**Aim:** Could you add 10 to every number in the pixel coordinates that answer the items, then write out the stretch from the line containing "shoreline in the photo above. Give pixel coordinates." through the end of the items again, requests included? Leave the pictures out of your answer.

**Given entries:**
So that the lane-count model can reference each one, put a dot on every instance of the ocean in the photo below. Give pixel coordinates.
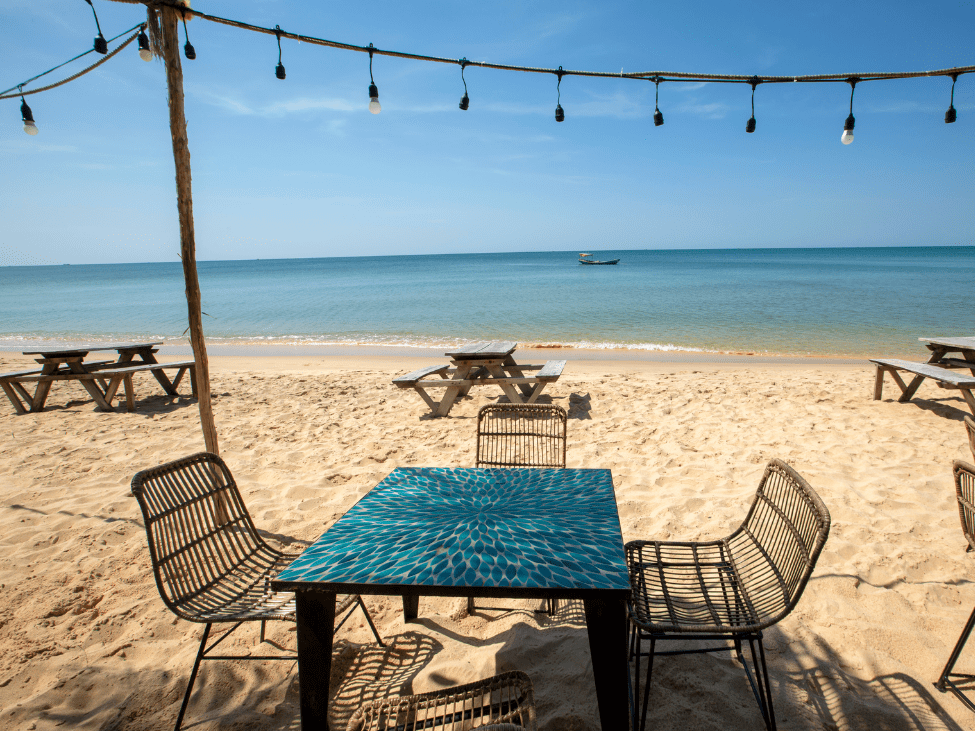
(829, 301)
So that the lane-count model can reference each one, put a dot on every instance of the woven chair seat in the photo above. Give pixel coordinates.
(505, 702)
(730, 589)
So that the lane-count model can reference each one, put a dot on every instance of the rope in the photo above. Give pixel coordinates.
(94, 66)
(662, 75)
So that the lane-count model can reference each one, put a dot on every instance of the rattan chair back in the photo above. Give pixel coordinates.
(209, 562)
(965, 492)
(776, 548)
(970, 428)
(521, 435)
(502, 703)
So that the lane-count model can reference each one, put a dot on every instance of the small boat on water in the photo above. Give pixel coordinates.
(584, 260)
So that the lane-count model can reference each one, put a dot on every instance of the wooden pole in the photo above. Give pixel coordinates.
(184, 198)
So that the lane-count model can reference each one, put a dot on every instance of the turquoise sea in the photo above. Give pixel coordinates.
(829, 301)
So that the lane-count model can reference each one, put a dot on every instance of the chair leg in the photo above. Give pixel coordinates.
(646, 691)
(761, 688)
(196, 668)
(959, 646)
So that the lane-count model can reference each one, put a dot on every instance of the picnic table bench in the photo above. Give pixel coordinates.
(100, 378)
(482, 364)
(944, 377)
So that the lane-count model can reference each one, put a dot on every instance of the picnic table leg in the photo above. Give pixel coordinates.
(93, 388)
(43, 387)
(452, 392)
(12, 395)
(516, 371)
(878, 384)
(129, 395)
(911, 389)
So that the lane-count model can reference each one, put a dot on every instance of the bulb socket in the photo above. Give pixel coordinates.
(26, 114)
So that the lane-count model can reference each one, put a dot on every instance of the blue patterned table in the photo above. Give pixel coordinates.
(471, 532)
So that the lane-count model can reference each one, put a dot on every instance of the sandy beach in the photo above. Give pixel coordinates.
(86, 642)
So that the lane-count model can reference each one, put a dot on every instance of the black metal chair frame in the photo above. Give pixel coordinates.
(209, 562)
(730, 589)
(540, 431)
(505, 702)
(965, 492)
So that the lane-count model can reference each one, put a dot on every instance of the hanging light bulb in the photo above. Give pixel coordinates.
(145, 53)
(101, 45)
(658, 116)
(25, 113)
(279, 69)
(188, 49)
(750, 126)
(951, 115)
(847, 136)
(465, 100)
(374, 105)
(559, 114)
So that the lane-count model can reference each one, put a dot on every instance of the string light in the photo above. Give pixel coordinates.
(145, 52)
(101, 45)
(658, 116)
(750, 126)
(188, 49)
(465, 100)
(374, 105)
(951, 115)
(279, 69)
(559, 114)
(847, 136)
(28, 117)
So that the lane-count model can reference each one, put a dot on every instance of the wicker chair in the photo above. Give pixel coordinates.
(520, 435)
(502, 703)
(729, 589)
(209, 562)
(965, 492)
(970, 427)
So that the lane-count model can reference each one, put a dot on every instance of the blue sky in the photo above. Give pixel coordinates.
(299, 168)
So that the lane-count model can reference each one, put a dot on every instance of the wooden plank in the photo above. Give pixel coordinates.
(927, 370)
(552, 370)
(409, 379)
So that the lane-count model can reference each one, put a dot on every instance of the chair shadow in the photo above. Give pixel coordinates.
(365, 673)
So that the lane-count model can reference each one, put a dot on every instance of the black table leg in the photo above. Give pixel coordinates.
(606, 621)
(315, 612)
(411, 607)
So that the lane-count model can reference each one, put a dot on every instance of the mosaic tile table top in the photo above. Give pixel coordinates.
(453, 529)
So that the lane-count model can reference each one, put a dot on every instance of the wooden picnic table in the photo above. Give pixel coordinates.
(480, 364)
(940, 347)
(100, 378)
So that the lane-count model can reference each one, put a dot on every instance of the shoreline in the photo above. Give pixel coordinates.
(389, 354)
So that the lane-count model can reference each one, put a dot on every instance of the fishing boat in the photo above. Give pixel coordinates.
(584, 260)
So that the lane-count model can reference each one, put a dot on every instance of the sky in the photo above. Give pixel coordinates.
(300, 168)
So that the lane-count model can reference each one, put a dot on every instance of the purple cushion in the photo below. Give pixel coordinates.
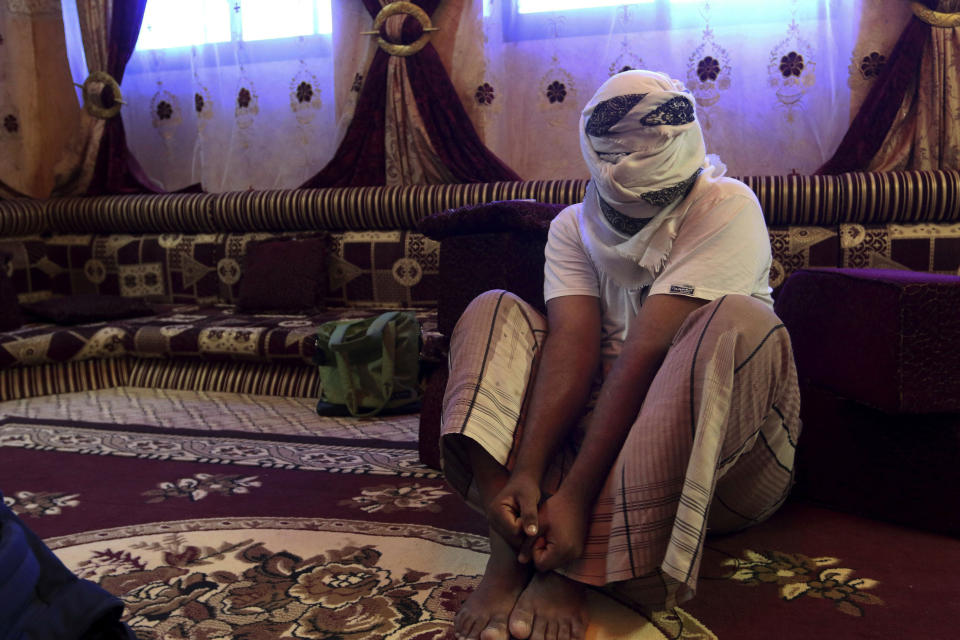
(287, 275)
(87, 307)
(10, 317)
(491, 217)
(888, 339)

**Written answer:**
So that the lane-count model can reference each one, put a dot on every instance of the shoreline in the photo above. Give pixel coordinates.
(399, 364)
So that the lane-count model can reference each one, put a dot on every instance of the fishing boat in the photo above. Give pixel coordinates.
(594, 270)
So that the lane-count model can reference each one, put a dot on every instance of the sky in the photo above. Give pixel coordinates.
(310, 178)
So that the lane-count model can reference each one, put a dot on every instance of the purple cushion in the photo below. Give pixel coordinates.
(297, 285)
(97, 317)
(20, 327)
(501, 227)
(898, 349)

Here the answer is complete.